# [Problems to solve]
**1)** In the article on the creation of NATO, where did SHAFR historians rank that decision among U.S. foreign policy decisions?
**2)** Please reproduce the part of the article on the creation of NATO between "The United States entered" and "defense of Europe.", inclusive.
**3)** Carry on the article on the creation of NATO from its last sentence.

# [Extracted text]
——————

Accession Number 73-3193

Best Decision

6

Creation of NATO

Scroll to begin

Introduction

For much of its history, the United States shunned what Thomas Jefferson in his first inaugural address called “entangling alliances” with other countries. This meant, above all, standing apart from the political affairs of Europe. The United States broke with that tradition when it entered World War I, though President Woodrow Wilson insisted that the United States fought beside France and Great Britain as an “associated power” and not an allied one. After the war ended, the United States again turned its back on Europe. That pattern looked set to repeat when Germany surrendered at the end of World War II. However, Soviet efforts to dominate Europe changed U.S. calculations. Rather than returning home, the United States committed itself to the defense of Europe with the creation of the North Atlantic Treaty Organization (NATO). It became the most successful military alliance in history, deterring the Soviet Union and ushering in what has been called the “Long Peace” in Europe. SHAFR historians ranked the creation of NATO as the sixth-best U.S. foreign policy decision.

Return to Normalcy

The United States entered World War II reluctantly, and only after the surprise attack on Pearl Harbor. By that point, Europe had been at war for more than two years. Not surprisingly, once the war ended, most Americans expected things to return to a prewar normal. They supported the effort President Franklin D. Roosevelt had initiated and President Harry S. Truman concluded to create the United Nations, but they expected the United Nations to ensure peace and save the United States from going to war again. Americans did not expect to make a long-term commitment to the defense of Europe.

——————

# [Dataset entries]
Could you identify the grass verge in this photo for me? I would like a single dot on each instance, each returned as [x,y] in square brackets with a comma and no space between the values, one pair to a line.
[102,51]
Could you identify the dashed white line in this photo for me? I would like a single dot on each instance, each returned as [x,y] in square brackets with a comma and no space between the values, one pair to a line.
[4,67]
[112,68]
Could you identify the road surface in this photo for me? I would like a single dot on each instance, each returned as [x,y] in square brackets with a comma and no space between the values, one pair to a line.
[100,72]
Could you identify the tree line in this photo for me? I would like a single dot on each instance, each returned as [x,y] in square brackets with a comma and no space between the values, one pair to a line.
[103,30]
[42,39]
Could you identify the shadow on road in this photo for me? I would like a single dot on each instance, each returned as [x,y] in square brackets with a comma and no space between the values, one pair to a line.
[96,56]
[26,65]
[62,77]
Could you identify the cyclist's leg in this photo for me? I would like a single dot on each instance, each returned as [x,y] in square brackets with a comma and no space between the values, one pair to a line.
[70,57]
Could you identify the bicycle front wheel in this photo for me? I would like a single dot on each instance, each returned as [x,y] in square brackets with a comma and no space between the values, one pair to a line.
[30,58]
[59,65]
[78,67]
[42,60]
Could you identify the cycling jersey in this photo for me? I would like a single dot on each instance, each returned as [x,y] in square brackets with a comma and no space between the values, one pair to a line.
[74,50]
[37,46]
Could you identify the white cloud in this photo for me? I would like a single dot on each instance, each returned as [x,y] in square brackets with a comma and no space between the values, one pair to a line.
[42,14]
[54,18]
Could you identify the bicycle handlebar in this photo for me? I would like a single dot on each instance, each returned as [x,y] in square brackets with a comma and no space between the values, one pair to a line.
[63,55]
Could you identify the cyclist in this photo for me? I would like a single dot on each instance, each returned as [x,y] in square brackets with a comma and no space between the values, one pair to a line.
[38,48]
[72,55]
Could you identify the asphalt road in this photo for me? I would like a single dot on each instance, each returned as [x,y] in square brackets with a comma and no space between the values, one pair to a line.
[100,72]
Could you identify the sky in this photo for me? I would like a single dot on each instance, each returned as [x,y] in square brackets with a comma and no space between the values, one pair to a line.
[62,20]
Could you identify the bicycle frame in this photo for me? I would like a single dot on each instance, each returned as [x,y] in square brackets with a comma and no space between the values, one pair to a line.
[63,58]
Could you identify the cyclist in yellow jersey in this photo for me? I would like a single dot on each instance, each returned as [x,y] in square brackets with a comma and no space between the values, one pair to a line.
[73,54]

——————

# [Replies]
**1)** They ranked it as the sixth-best U.S. foreign policy decision.

**2)**
The United States entered World War II reluctantly, and only after the surprise attack on Pearl Harbor. By that point, Europe had been at war for more than two years. Not surprisingly, once the war ended, most Americans expected things to return to a prewar normal. They supported the effort President Franklin D. Roosevelt had initiated and President Harry S. Truman concluded to create the United Nations, but they expected the United Nations to ensure peace and save the United States from going to war again. Americans did not expect to make a long-term commitment to the defense of Europe.

**3)**
Truman initially fulfilled the public’s expectations. After the war’s end, he approved a rapid demobilization of U.S. military forces. The United States had 12 million men in uniform in 1945, 3 million a year later, and only 1.5 million by mid-1947. None of the other victorious powers reduced their military forces as much or as quickly. The United States once again looked to be returning to a limited view of its national interests. Events in Europe, however, fundamentally changed how Washington, and the country more broadly, thought about its role in the world.

US troops returning home aboard the USS General Harry Taylor in August 1945

U.S. troops returning home aboard the USS General Harry Taylor, August 1945. Courtesy of the National Archives and Records Administration.

The Iron Curtain Descends

The United States won the war in Europe with the help of the Soviet Union. The Soviets began World War II allied with Nazi Germany. However, in June 1941, more than five months before the United States entered the war, Adolf Hitler ordered German forces to attack the Soviet Union. That led the so-called Big Three—Great Britain, the Soviet Union, and the United States—to work together to defeat Germany.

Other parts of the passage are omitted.